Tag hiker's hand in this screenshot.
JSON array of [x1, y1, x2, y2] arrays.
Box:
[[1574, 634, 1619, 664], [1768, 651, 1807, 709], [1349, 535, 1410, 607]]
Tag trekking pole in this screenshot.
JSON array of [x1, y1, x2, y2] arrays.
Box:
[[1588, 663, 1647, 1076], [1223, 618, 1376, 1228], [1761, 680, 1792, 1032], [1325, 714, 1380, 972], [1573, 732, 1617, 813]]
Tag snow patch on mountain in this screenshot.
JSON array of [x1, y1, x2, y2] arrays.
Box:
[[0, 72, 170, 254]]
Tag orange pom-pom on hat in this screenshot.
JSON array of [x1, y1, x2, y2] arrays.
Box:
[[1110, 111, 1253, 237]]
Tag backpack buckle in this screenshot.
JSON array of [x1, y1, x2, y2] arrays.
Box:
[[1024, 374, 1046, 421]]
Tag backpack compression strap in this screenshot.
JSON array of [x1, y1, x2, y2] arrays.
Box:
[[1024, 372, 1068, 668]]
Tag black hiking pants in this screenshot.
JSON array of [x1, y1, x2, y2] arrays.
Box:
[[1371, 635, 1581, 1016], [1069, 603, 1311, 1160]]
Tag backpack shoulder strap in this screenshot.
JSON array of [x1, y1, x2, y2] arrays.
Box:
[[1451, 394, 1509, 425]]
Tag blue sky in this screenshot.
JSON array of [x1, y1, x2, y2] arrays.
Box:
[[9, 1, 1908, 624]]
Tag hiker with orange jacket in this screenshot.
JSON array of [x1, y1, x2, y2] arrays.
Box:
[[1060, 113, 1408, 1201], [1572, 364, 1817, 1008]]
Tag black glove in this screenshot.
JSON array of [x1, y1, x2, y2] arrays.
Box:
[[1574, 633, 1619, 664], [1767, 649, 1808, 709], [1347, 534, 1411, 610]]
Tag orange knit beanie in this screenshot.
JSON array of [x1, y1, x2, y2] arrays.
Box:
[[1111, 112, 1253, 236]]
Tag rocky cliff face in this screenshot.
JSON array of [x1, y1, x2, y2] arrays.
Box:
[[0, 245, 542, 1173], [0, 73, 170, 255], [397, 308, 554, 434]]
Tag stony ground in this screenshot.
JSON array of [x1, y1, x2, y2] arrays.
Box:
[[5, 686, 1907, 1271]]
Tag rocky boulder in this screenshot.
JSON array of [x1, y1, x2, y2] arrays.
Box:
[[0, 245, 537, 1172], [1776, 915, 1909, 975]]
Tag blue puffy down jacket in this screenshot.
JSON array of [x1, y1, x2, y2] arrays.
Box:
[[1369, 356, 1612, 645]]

WORK TASK: Copy all lines from the material that include "jacket".

OUTPUT OF THE EXERCISE:
Tag hiker with orange jacket in this screenshot.
Tag blue puffy down jacket in this screenshot.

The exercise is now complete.